#### Aufgabenliste
A. Auf welcher Internetseite soll der Antragsteller laut dem Textabschnitt über den Bezirksschornsteinfegermeister zu sehen gewesen sein?
B. Gib aus dem Textabschnitt über den Bezirksschornsteinfegermeister die Stelle wortgetreu wieder, die mit „Die Frage, ob“ beginnt und sich bis einschließlich „Berufsgruppen einheitlich beantworten.“ fortsetzt.
C. Prüfe, ob die folgenden Aussagen mit dem Textabschnitt über den Bezirksschornsteinfegermeister übereinstimmen, und beantworte jede mit Ja oder Nein, jeweils mit den entscheidenden Worten des Textes als wörtlichem Zitat: (i) Der Senat teilt die Auffassung des Antragsgegners, dass die Aufgaben des Bezirksschornsteinfegermeisters Verfassungstreue voraussetzen. (ii) Der Bezirksschornsteinfegermeister nimmt nach § 3 Abs. 2 Satz 2 SchfG auch öffentliche Aufgaben wahr. (iii) Ob sich eine mit hoheitlichen Aufgaben betraute Person zur freiheitlichen demokratischen Grundordnung bekennen muss, lässt sich für alle Berufsgruppen einheitlich beantworten.

#### Textabschnitt
══════════════════════════════

Soweit der Antragsgegner dem Antragsteller vorhält, er sei auf einer Internetseite der NPD Burgenland in Berufsbekleidung und mit der sog. "Schulhof-CD", deren Liedtexte Assoziationen zum nationalsozialistischen Regime weckten, Gewalt verherrlichend seien und von einer verfassungsfeindlichen Ideologie zeugten, zu sehen gewesen, hat das Verwaltungsgericht dem u. a. entgegen gehalten, dass schon nicht festzustellen sei, ob diese Darstellung im Internet mit Einverständnis des Antragstellers erfolgt sei. Damit setzt sich die Beschwerde nicht auseinander; sie greift lediglich die Würdigung des Verwaltungsgerichts als lebensfremd an, die Entfernung der Seite aus dem Internet auf Verlangen des Antragstellers zeige, dass er dafür Sorge trage, dass sein politisches Engagement keinerlei Einfluss auf seine beruflichen Pflichten habe.

4.2.2. Ein weiterer Ausnahmefall ist nicht darin zu sehen, dass beim Antragsteller aufgrund der vom Antragsgegner dargestellten Betätigung für rechtsextreme Gruppierungen oder Ziele erhebliche Zweifel an seiner Verfassungstreue bestehen. Der Senat teilt nicht die Auffassung des Antragsgegners, dass die Rechtsstellung und die Aufgaben des Bezirksschornsteinfegermeisters, der nach § 3 Abs. 2 Satz 2 SchfG - auch - öffentliche Aufgaben wahrnimmt, Verfassungstreue voraussetzen, und zwar unabhängig davon, ob Beliehene - worauf der Antragsgegner in seiner Beschwerde maßgeblich abstellt - in dem Umfang, wie ihr hoheitlicher Kompetenzbereich reicht, ein "öffentliches Amt" im Sinne des Art. 33 Abs. 2 GG innehaben (so wohl die h. M.: vgl. die Nachweise bei Masing in: Dreier, GG, 2. Aufl., Art. 33 RdNr. 42).

Die Frage, ob und in welchem Maß eine Person, die mit der Wahrnehmung hoheitlicher Aufgaben betraut ist, sich durch ihr gesamtes Verhalten zur freiheitlichen demokratischen Grundordnung im Sinne des Grundgesetzes bekennen muss, lässt sich nicht für alle Berufsgruppen einheitlich beantworten.

══════════════════════════════

Datensätze mit Bildrahmen-Annotationen:
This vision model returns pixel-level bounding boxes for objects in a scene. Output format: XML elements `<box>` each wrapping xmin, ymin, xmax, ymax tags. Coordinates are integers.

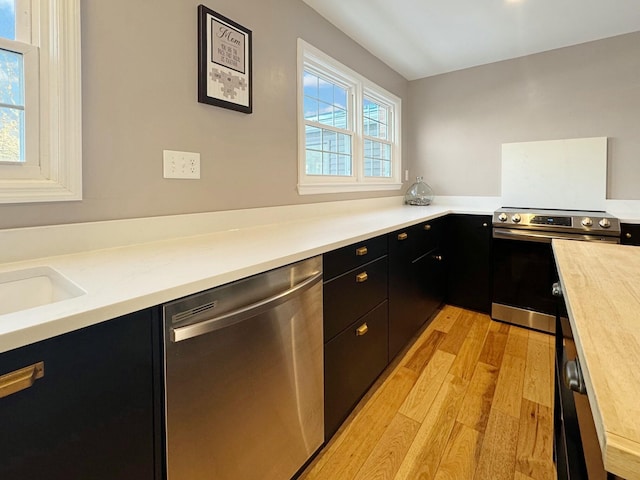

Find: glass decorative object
<box><xmin>404</xmin><ymin>177</ymin><xmax>433</xmax><ymax>206</ymax></box>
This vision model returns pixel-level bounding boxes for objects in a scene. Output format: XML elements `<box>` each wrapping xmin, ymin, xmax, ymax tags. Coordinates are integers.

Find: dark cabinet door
<box><xmin>445</xmin><ymin>214</ymin><xmax>492</xmax><ymax>313</ymax></box>
<box><xmin>0</xmin><ymin>311</ymin><xmax>157</xmax><ymax>480</ymax></box>
<box><xmin>388</xmin><ymin>219</ymin><xmax>446</xmax><ymax>360</ymax></box>
<box><xmin>324</xmin><ymin>301</ymin><xmax>387</xmax><ymax>440</ymax></box>
<box><xmin>620</xmin><ymin>223</ymin><xmax>640</xmax><ymax>245</ymax></box>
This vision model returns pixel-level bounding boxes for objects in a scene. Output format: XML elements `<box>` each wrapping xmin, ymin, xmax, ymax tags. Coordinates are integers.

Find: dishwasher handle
<box><xmin>170</xmin><ymin>272</ymin><xmax>322</xmax><ymax>343</ymax></box>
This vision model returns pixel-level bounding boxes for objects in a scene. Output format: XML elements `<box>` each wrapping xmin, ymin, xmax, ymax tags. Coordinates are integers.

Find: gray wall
<box><xmin>0</xmin><ymin>0</ymin><xmax>408</xmax><ymax>228</ymax></box>
<box><xmin>404</xmin><ymin>32</ymin><xmax>640</xmax><ymax>200</ymax></box>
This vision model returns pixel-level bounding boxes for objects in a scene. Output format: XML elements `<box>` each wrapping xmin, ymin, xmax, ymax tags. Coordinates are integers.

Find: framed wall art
<box><xmin>198</xmin><ymin>5</ymin><xmax>252</xmax><ymax>113</ymax></box>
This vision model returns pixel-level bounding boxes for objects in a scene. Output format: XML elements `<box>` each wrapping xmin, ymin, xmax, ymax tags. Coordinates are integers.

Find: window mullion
<box><xmin>353</xmin><ymin>82</ymin><xmax>364</xmax><ymax>182</ymax></box>
<box><xmin>15</xmin><ymin>0</ymin><xmax>33</xmax><ymax>45</ymax></box>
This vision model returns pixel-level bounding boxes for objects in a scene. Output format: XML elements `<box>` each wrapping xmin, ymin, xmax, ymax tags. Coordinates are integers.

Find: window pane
<box><xmin>302</xmin><ymin>67</ymin><xmax>349</xmax><ymax>130</ymax></box>
<box><xmin>333</xmin><ymin>107</ymin><xmax>347</xmax><ymax>130</ymax></box>
<box><xmin>304</xmin><ymin>97</ymin><xmax>318</xmax><ymax>122</ymax></box>
<box><xmin>322</xmin><ymin>130</ymin><xmax>338</xmax><ymax>152</ymax></box>
<box><xmin>318</xmin><ymin>78</ymin><xmax>333</xmax><ymax>105</ymax></box>
<box><xmin>306</xmin><ymin>150</ymin><xmax>322</xmax><ymax>175</ymax></box>
<box><xmin>318</xmin><ymin>102</ymin><xmax>333</xmax><ymax>125</ymax></box>
<box><xmin>0</xmin><ymin>0</ymin><xmax>16</xmax><ymax>40</ymax></box>
<box><xmin>305</xmin><ymin>126</ymin><xmax>322</xmax><ymax>150</ymax></box>
<box><xmin>0</xmin><ymin>47</ymin><xmax>24</xmax><ymax>106</ymax></box>
<box><xmin>364</xmin><ymin>139</ymin><xmax>391</xmax><ymax>178</ymax></box>
<box><xmin>338</xmin><ymin>133</ymin><xmax>351</xmax><ymax>155</ymax></box>
<box><xmin>0</xmin><ymin>107</ymin><xmax>24</xmax><ymax>162</ymax></box>
<box><xmin>362</xmin><ymin>98</ymin><xmax>390</xmax><ymax>140</ymax></box>
<box><xmin>333</xmin><ymin>85</ymin><xmax>347</xmax><ymax>110</ymax></box>
<box><xmin>302</xmin><ymin>71</ymin><xmax>318</xmax><ymax>98</ymax></box>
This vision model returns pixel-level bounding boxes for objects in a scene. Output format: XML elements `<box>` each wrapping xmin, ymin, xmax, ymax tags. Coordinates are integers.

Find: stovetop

══════════════════════════════

#### Antworten nach Aufgaben
A. Auf einer Internetseite der NPD Burgenland.

B.
Die Frage, ob und in welchem Maß eine Person, die mit der Wahrnehmung hoheitlicher Aufgaben betraut ist, sich durch ihr gesamtes Verhalten zur freiheitlichen demokratischen Grundordnung im Sinne des Grundgesetzes bekennen muss, lässt sich nicht für alle Berufsgruppen einheitlich beantworten.

C.
(i) Nein: „Der Senat teilt nicht die Auffassung des Antragsgegners“
(ii) Ja: „der nach § 3 Abs. 2 Satz 2 SchfG - auch - öffentliche Aufgaben wahrnimmt“
(iii) Nein: „lässt sich nicht für alle Berufsgruppen einheitlich beantworten“